TRY IT: Transcribe only what runs from the line containing "Note: in this drill we tag each instance of the gray" through the final line below, exactly, and leave every picture out.

(Records from a data collection)

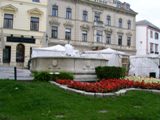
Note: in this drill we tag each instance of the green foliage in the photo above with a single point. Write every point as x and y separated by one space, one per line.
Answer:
63 76
108 72
44 101
41 76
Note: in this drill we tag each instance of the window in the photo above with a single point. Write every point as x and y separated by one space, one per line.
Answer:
120 40
35 0
108 39
55 10
7 54
156 48
120 23
151 34
97 16
108 20
68 33
34 23
156 36
84 36
99 36
8 21
68 13
54 32
129 24
20 51
118 4
128 41
85 15
151 48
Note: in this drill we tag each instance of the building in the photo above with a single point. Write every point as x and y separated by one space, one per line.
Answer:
22 27
92 24
147 36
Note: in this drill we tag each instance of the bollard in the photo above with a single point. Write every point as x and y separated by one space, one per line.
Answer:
15 73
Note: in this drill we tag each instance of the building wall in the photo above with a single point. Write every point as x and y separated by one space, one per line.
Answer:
144 40
141 40
77 25
22 11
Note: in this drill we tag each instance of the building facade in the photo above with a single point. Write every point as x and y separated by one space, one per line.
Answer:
147 36
92 24
22 27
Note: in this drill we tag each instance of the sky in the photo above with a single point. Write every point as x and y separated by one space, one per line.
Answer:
146 9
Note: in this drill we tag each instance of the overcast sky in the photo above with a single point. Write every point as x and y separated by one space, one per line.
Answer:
147 9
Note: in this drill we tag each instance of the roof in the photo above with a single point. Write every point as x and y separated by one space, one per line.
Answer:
147 23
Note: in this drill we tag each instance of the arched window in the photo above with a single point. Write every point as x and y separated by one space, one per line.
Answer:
55 10
68 13
129 24
20 49
120 22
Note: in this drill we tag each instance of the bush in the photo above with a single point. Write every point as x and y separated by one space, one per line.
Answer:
108 72
63 76
41 76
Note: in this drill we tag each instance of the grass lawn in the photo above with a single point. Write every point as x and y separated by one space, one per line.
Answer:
43 101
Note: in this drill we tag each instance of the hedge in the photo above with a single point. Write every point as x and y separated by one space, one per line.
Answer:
108 72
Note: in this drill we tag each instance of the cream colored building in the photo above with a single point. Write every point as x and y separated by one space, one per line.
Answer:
92 24
22 27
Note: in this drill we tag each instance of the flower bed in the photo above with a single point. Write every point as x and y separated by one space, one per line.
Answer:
109 85
145 79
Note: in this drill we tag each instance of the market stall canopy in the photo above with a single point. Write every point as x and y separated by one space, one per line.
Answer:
107 51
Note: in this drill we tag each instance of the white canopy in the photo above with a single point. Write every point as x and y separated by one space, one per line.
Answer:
107 51
114 56
58 50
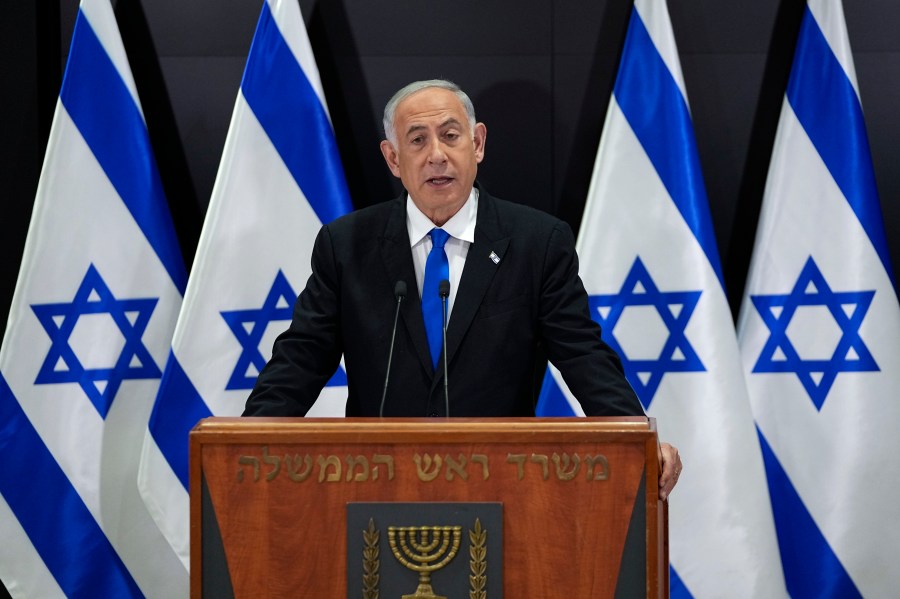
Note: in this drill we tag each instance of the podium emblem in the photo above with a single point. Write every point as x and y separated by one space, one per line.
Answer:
396 547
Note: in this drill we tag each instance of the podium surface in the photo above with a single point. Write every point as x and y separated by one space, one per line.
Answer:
318 507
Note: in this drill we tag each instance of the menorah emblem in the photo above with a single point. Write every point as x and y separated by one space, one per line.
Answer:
424 549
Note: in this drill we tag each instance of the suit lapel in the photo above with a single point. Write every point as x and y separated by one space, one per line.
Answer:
397 257
482 261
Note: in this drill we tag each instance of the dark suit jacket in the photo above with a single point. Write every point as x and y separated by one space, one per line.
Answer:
507 319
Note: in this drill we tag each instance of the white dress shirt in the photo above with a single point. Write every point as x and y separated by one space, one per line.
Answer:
462 234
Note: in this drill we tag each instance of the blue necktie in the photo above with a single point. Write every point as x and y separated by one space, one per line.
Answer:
437 268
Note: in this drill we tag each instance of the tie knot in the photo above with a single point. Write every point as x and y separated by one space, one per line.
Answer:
439 237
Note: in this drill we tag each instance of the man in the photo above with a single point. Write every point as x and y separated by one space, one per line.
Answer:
514 297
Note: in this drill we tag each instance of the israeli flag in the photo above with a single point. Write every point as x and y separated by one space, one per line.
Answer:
279 180
651 267
91 321
820 332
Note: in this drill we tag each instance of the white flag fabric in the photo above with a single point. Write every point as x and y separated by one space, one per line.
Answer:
89 330
651 267
820 332
279 180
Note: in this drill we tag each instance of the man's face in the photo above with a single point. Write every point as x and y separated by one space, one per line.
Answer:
436 155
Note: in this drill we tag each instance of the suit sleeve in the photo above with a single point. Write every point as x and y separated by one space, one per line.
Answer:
591 369
307 354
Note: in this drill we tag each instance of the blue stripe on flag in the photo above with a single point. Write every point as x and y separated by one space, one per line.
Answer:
177 409
826 104
102 108
811 569
657 112
71 544
677 588
287 107
552 401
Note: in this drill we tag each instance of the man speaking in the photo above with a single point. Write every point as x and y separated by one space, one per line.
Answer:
445 301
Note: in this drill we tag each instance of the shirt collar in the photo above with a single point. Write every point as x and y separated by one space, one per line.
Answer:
460 226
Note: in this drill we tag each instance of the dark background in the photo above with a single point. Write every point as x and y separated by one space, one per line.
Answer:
540 73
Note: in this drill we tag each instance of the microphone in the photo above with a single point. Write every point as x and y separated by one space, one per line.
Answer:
399 293
444 292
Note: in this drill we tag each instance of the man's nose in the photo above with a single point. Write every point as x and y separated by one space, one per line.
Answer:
436 152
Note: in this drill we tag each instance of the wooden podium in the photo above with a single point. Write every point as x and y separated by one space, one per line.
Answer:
311 507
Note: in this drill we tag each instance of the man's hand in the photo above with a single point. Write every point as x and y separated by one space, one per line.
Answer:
671 469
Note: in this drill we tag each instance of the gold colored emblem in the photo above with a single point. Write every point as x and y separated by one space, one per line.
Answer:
424 549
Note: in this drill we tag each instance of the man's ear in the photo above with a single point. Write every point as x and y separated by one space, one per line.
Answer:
480 139
390 156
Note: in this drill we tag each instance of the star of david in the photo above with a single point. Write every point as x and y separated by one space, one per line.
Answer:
62 365
674 308
848 308
249 326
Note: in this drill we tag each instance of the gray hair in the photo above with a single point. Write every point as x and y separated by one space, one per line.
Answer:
391 107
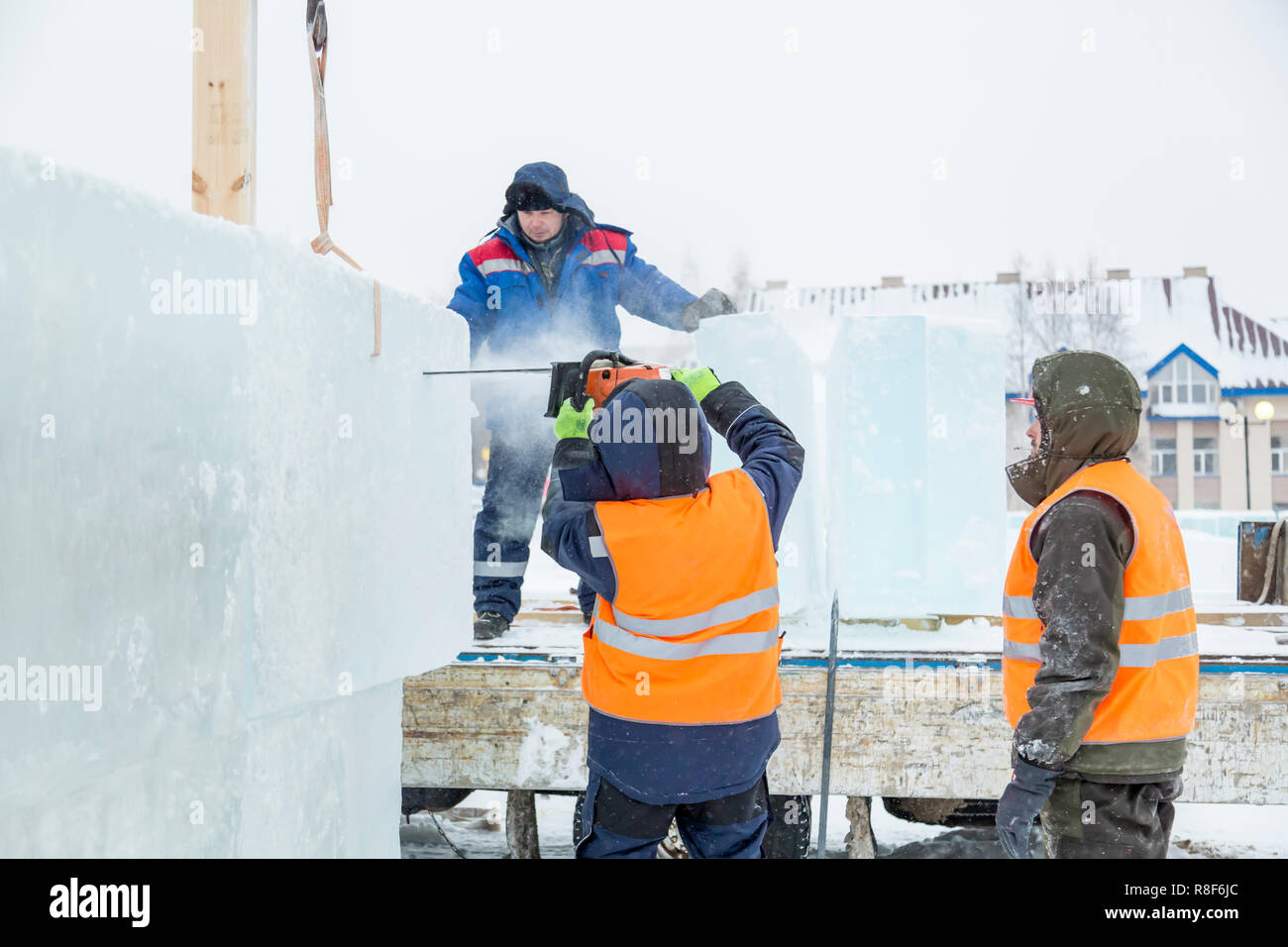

WRITTEN ANSWER:
Note: in this drill we tag each instance of the gray hair in the photo above with a single point. Write every point as x and y separated by one space, one per line.
Answer:
391 107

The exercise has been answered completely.